■ WHAT TO WORK ON: Copy out every line without changes, starting at the line containing "Target: baby's nose" and ending at the line containing "column 420, row 644", including both of those lines.

### RECORDS PROVIDED ###

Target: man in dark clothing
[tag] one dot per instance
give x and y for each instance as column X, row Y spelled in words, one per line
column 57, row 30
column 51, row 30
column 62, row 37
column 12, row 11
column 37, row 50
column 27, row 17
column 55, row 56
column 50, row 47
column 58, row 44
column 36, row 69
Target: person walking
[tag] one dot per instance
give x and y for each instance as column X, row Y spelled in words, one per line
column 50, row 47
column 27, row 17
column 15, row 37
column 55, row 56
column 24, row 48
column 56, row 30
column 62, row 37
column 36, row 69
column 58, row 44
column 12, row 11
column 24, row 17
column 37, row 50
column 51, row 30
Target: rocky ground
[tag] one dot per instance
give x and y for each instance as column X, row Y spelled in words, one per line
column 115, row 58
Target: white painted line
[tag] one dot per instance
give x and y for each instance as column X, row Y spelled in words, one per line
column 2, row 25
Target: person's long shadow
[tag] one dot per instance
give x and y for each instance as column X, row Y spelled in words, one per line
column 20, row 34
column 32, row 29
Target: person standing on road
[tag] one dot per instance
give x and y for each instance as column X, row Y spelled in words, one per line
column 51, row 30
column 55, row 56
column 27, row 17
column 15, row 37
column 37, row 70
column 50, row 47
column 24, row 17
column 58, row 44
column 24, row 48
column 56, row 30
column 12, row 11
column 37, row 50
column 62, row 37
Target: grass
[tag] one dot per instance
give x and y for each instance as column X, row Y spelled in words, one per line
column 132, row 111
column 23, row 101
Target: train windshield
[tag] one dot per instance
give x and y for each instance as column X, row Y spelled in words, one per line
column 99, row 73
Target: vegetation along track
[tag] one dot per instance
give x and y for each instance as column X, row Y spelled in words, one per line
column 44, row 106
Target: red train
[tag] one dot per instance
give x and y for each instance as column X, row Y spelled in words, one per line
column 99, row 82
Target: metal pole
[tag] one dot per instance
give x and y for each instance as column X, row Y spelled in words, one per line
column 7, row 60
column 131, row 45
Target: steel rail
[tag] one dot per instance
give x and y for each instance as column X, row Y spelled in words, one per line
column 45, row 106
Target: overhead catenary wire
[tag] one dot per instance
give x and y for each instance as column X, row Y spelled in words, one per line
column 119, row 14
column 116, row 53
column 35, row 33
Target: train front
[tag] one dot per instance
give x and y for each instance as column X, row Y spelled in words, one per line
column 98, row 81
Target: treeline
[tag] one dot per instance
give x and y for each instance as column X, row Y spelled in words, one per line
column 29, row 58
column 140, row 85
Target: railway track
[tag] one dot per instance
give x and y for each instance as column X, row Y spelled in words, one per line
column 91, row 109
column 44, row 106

###
### RECORDS PROVIDED ###

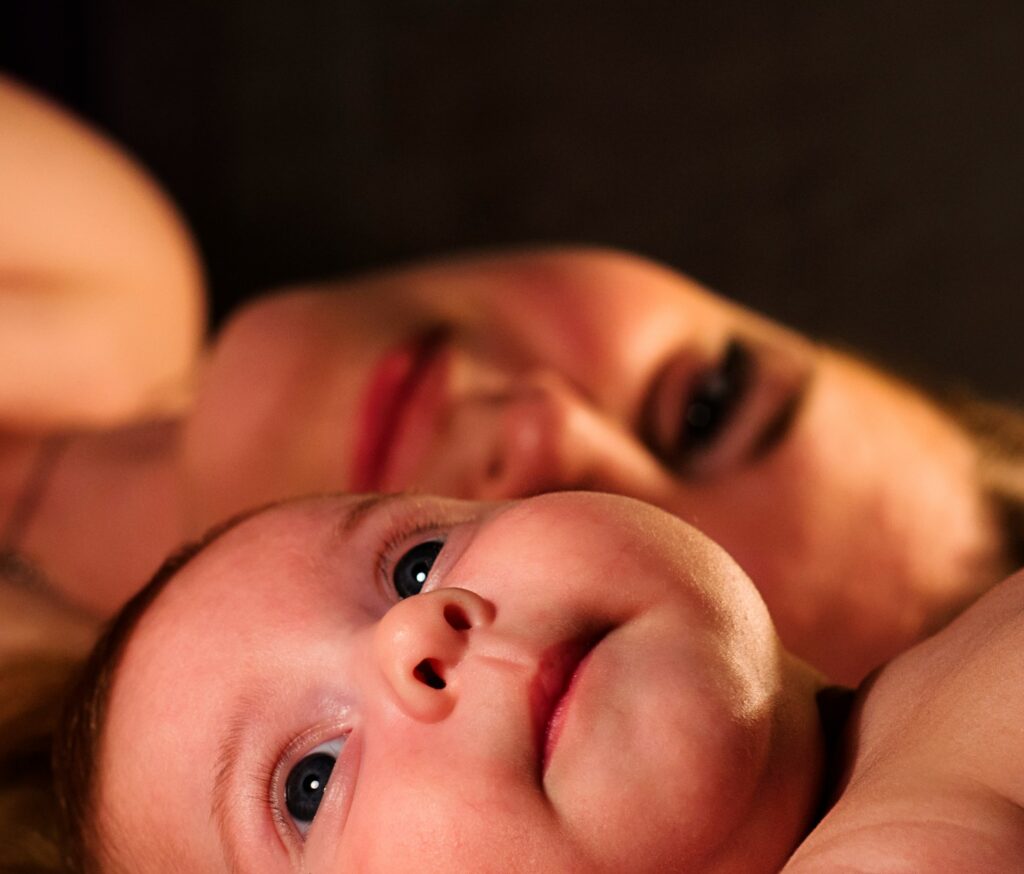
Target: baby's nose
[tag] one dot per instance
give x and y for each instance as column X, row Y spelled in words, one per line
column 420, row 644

###

■ FINISHED ANSWER:
Target: baby's nose
[tag] one dot per instance
give x and y for each instance as column X, row Y spelled in words, one per line
column 420, row 644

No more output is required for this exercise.